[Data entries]

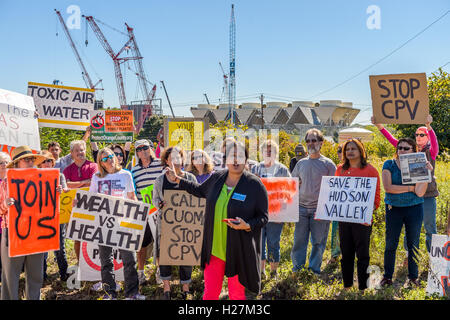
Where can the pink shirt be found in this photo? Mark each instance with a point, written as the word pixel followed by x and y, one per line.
pixel 434 146
pixel 73 173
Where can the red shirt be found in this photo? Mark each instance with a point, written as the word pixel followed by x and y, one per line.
pixel 73 173
pixel 368 171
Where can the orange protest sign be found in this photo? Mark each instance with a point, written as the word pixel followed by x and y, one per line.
pixel 34 217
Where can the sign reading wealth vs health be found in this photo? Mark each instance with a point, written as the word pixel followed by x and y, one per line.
pixel 34 217
pixel 346 199
pixel 182 222
pixel 62 107
pixel 112 126
pixel 400 98
pixel 18 125
pixel 108 221
pixel 283 198
pixel 439 272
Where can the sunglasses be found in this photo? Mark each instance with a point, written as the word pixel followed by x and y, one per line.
pixel 104 159
pixel 142 148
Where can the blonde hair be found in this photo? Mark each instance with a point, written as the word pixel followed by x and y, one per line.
pixel 101 170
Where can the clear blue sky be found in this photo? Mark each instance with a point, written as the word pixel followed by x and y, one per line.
pixel 290 49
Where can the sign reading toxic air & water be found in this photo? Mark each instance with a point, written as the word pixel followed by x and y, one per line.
pixel 346 199
pixel 62 107
pixel 108 221
pixel 400 98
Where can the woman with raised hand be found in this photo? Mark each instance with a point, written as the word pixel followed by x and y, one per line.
pixel 354 238
pixel 119 184
pixel 172 157
pixel 404 206
pixel 426 141
pixel 236 210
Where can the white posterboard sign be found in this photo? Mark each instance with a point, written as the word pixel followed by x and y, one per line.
pixel 439 272
pixel 346 199
pixel 413 168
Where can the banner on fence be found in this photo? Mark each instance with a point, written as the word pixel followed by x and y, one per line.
pixel 89 268
pixel 34 217
pixel 62 107
pixel 346 199
pixel 182 222
pixel 439 272
pixel 109 221
pixel 283 198
pixel 111 126
pixel 400 98
pixel 18 124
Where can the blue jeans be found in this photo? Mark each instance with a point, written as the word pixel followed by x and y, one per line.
pixel 396 217
pixel 306 226
pixel 271 234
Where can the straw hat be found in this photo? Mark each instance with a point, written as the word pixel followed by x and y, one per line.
pixel 24 152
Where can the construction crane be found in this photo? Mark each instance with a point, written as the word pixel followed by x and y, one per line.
pixel 84 73
pixel 225 83
pixel 232 83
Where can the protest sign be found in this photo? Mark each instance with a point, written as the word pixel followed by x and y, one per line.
pixel 65 204
pixel 400 98
pixel 187 133
pixel 18 125
pixel 182 222
pixel 346 199
pixel 111 126
pixel 34 217
pixel 439 272
pixel 413 167
pixel 283 198
pixel 109 221
pixel 153 218
pixel 62 107
pixel 89 268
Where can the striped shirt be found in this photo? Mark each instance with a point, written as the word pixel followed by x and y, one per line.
pixel 144 177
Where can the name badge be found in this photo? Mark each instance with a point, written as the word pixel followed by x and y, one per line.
pixel 238 196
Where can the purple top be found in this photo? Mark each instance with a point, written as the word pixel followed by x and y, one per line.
pixel 434 146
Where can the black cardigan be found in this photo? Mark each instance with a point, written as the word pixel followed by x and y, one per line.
pixel 243 256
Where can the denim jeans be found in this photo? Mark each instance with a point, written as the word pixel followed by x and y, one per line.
pixel 396 217
pixel 271 234
pixel 306 226
pixel 129 271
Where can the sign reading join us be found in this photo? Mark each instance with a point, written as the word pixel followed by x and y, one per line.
pixel 400 98
pixel 62 107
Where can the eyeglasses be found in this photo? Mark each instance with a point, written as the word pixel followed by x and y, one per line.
pixel 142 148
pixel 104 159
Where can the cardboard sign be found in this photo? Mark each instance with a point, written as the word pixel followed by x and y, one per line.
pixel 65 205
pixel 283 199
pixel 187 133
pixel 182 222
pixel 108 221
pixel 34 217
pixel 153 219
pixel 439 272
pixel 346 199
pixel 400 98
pixel 112 126
pixel 89 268
pixel 62 107
pixel 18 126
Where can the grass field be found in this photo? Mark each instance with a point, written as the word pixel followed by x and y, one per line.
pixel 292 285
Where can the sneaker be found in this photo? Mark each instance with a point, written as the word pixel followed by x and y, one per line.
pixel 137 296
pixel 386 282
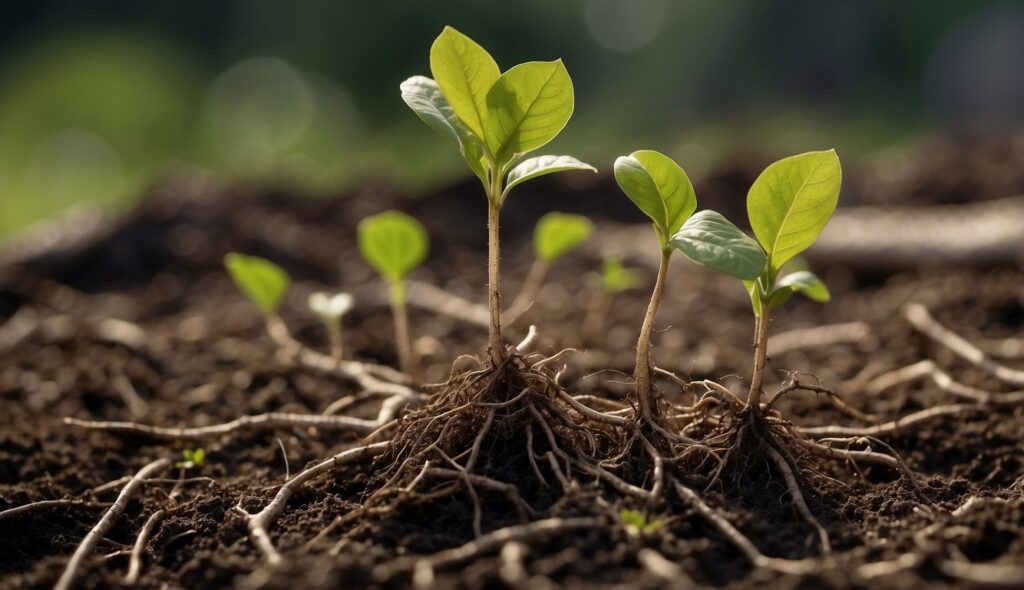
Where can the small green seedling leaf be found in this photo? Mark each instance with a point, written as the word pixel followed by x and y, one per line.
pixel 659 188
pixel 637 521
pixel 260 280
pixel 541 165
pixel 527 107
pixel 792 201
pixel 710 239
pixel 331 307
pixel 393 243
pixel 615 278
pixel 424 96
pixel 556 234
pixel 465 73
pixel 193 459
pixel 803 282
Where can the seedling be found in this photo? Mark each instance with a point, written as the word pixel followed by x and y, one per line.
pixel 395 244
pixel 495 119
pixel 263 282
pixel 331 308
pixel 555 235
pixel 192 459
pixel 637 523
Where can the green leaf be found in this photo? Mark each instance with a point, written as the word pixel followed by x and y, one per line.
pixel 615 278
pixel 803 282
pixel 556 234
pixel 526 108
pixel 393 244
pixel 792 201
pixel 465 73
pixel 424 96
pixel 658 187
pixel 710 239
pixel 260 280
pixel 541 165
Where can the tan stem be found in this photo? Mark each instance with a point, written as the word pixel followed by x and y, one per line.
pixel 527 295
pixel 402 337
pixel 760 356
pixel 497 347
pixel 643 372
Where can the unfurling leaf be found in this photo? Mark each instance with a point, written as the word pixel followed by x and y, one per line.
pixel 792 201
pixel 658 187
pixel 710 239
pixel 541 165
pixel 393 243
pixel 803 282
pixel 526 107
pixel 260 280
pixel 556 234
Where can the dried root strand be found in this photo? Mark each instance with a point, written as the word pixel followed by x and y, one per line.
pixel 108 521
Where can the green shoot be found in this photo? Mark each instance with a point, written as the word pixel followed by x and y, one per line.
pixel 636 522
pixel 555 235
pixel 263 282
pixel 663 192
pixel 331 308
pixel 494 119
pixel 192 459
pixel 395 244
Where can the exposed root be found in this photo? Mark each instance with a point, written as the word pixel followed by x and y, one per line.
pixel 920 318
pixel 260 522
pixel 108 521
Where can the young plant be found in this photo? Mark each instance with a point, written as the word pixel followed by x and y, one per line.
pixel 395 244
pixel 263 282
pixel 555 235
pixel 494 119
pixel 331 308
pixel 788 206
pixel 612 280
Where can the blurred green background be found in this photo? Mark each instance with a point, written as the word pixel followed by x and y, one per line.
pixel 99 98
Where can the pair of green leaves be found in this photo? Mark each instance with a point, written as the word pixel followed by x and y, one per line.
pixel 394 244
pixel 494 118
pixel 788 205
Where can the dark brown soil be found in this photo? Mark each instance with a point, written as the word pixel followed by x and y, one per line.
pixel 206 359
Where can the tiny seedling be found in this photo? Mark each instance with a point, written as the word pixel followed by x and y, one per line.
pixel 637 523
pixel 263 282
pixel 555 235
pixel 192 459
pixel 494 119
pixel 395 244
pixel 331 308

Exercise requirements
None of the pictures should be copied, but every record above must be restated in full.

Your response
Where can the pink shirt be found in this photo? Mark each instance with a point, written as the word pixel followed by x and y, one per line.
pixel 434 146
pixel 73 173
Where can the red shirt be found in this photo? Mark each instance with a point, written as the word pixel followed by x and y, one per line.
pixel 73 173
pixel 368 171
Where can the orange protest sign be found in this photo? Mark each instance with a point, written as the word pixel followed by x and y, one per line.
pixel 34 217
Where can the sign reading wealth vs health be found in this photo? Mark each instance with a point, written as the word pixel followed by x and y, one per line.
pixel 34 217
pixel 346 199
pixel 182 222
pixel 62 107
pixel 112 126
pixel 400 98
pixel 18 125
pixel 108 221
pixel 283 198
pixel 439 272
Where can the sunglasses be found in this photo? Mark each instance with a point, written as the word pixel followed by x and y, one per line.
pixel 104 159
pixel 142 148
Where can the blonde hair be found in this photo? Mark each instance with a point, written as the word pixel followed by x and y, one per line.
pixel 101 170
Where can the clear blue sky be found in this photo? Mark each instance with a point, written as the word pixel followed by x and y, one per line.
pixel 290 49
Where can the sign reading toxic air & water be found in this photo? Mark each instance with a point, written as the word pixel followed by x and y, one per line.
pixel 346 199
pixel 62 107
pixel 108 221
pixel 400 98
Where can the woman with raised hand be found in this photo? Mark each instance with a point, written as the word pixel followed by x and y, one per line.
pixel 354 238
pixel 119 184
pixel 172 157
pixel 404 206
pixel 426 141
pixel 236 210
Where can the white posterboard sign be found in this photo? Mark each instance with a point, written as the word pixel followed by x and y, one per line.
pixel 439 272
pixel 346 199
pixel 413 168
Where can the banner on fence be found in this photo? Mark each instance with a point, written as the word pixel followed by x and y, one per line.
pixel 89 268
pixel 34 217
pixel 62 107
pixel 346 199
pixel 182 222
pixel 439 272
pixel 109 221
pixel 283 198
pixel 111 126
pixel 400 98
pixel 18 124
Where can the blue jeans be found in this photo? Mark each instance with a point, written as the word pixel followed by x and y, one per line.
pixel 396 217
pixel 306 226
pixel 271 234
Where can the straw hat be found in this photo? Mark each instance with a point, written as the word pixel followed by x and y, one per line.
pixel 24 152
Where can the construction crane be found in this photo? Mark each instance with a point, written as the word pixel followed by x and y, one per line.
pixel 84 73
pixel 225 83
pixel 232 83
Where can the protest sign be found in this photo? Mark each instance with a point, written as the word pixel followed by x and y, one per line.
pixel 65 204
pixel 400 98
pixel 187 133
pixel 18 125
pixel 182 222
pixel 346 199
pixel 111 126
pixel 34 217
pixel 439 272
pixel 413 167
pixel 283 198
pixel 109 221
pixel 153 218
pixel 62 107
pixel 89 268
Where can the striped shirt be found in this photo? Mark each instance with a point, written as the word pixel followed by x and y, one per line.
pixel 144 177
Where can the name badge be found in this photo? Mark each instance with a point, written as the word pixel followed by x and y, one per line.
pixel 238 196
Where can the purple top be found in this photo? Mark each instance with a point, written as the word pixel followed by x and y, one per line.
pixel 434 146
Where can the black cardigan be found in this photo? Mark each instance with a point, written as the word pixel followed by x and y, one per line.
pixel 243 256
Where can the denim jeans be found in this photo? Mark each instance with a point, written as the word pixel followed by x and y, one per line.
pixel 396 217
pixel 271 234
pixel 306 226
pixel 129 271
Where can the sign reading join us be found in this photo? Mark each instance with a point, written as the word pixel followed by x and y, one per line.
pixel 400 98
pixel 62 107
Where can the eyeglasses be found in this photo? Mark each instance with a point, written as the word pixel followed by x and y, one per line.
pixel 142 148
pixel 104 159
Where can the cardboard sign be found in this photo? Mark each instance with a point, written as the word pixel followed by x and y, one per line.
pixel 65 205
pixel 283 199
pixel 187 133
pixel 182 222
pixel 108 221
pixel 34 217
pixel 153 219
pixel 439 272
pixel 346 199
pixel 400 98
pixel 112 126
pixel 89 268
pixel 62 107
pixel 18 126
Where can the grass field be found in this photo? Mark each instance with a point, written as the word pixel followed by x and y, one per line.
pixel 292 285
Where can the sneaker be found in this photo? Mark each instance with a point, written as the word pixel followed by x and y, one per line.
pixel 137 296
pixel 386 282
Where can the small green seedling leaf be found in this photo? Mark each instance with a point, written as the word pixel followed by x and y, one per line.
pixel 659 188
pixel 637 521
pixel 260 280
pixel 541 165
pixel 527 107
pixel 792 201
pixel 710 239
pixel 331 307
pixel 393 243
pixel 615 278
pixel 424 96
pixel 556 234
pixel 465 73
pixel 193 459
pixel 803 282
Where can the seedling be found in this photo? Mark each instance with a point, written as the word pixel followed by x and y, one per line.
pixel 395 244
pixel 495 119
pixel 263 282
pixel 331 308
pixel 555 235
pixel 192 459
pixel 637 523
Where can the green leaf be found in this photo? Mark each instance with a point, written as the word pixel followed by x and y, one per line.
pixel 615 278
pixel 803 282
pixel 556 234
pixel 526 108
pixel 393 244
pixel 792 201
pixel 465 73
pixel 424 96
pixel 658 187
pixel 710 239
pixel 260 280
pixel 541 165
Where can the tan stem be found in this photo? Mark each instance with a point, written as the word pixel followed by x and y, one per line.
pixel 527 295
pixel 402 337
pixel 760 356
pixel 497 347
pixel 643 372
Where can the unfurling leaf be found in this photo? Mark each instance with a point, written as the word pixel followed by x and y, one per line.
pixel 792 201
pixel 658 187
pixel 710 239
pixel 541 165
pixel 393 243
pixel 803 282
pixel 526 107
pixel 260 280
pixel 556 234
Where can the dried root strand be found in this photo? Mark each instance with a point, written as the word pixel followed by x and y, one per line.
pixel 108 521
Where can the green shoot be found in this photo? Mark each instance with a point, written as the word pixel followed by x and y, one per line.
pixel 636 522
pixel 555 235
pixel 263 282
pixel 663 192
pixel 331 308
pixel 494 119
pixel 192 459
pixel 395 244
Where can the exposed root be found in this photo? Mark each instance with a point, written as the word pixel followed by x and y, one per line.
pixel 920 318
pixel 260 522
pixel 108 521
Where can the young plant be found in this photo? Mark each instance with a point, written as the word pixel followed by x and y, one per line.
pixel 395 244
pixel 263 282
pixel 555 235
pixel 494 119
pixel 331 308
pixel 788 206
pixel 612 280
Where can the blurred green background be found in this photo? Mark each instance with a point, written as the word pixel followed by x and y, one per line.
pixel 99 98
Where can the pair of green leaves be found in this photo? Mark each instance with a point, written as the word pixel followed by x and y, one per line.
pixel 394 244
pixel 494 118
pixel 788 205
Where can the dark brown soil be found in this photo? Mark each instance with a point, written as the word pixel followed by x and y, one per line.
pixel 206 359
Where can the tiny seedling be found in this photo? Mark each instance with a point, written as the word pixel followed by x and y, one per line.
pixel 637 523
pixel 263 282
pixel 555 235
pixel 192 459
pixel 494 119
pixel 395 244
pixel 331 308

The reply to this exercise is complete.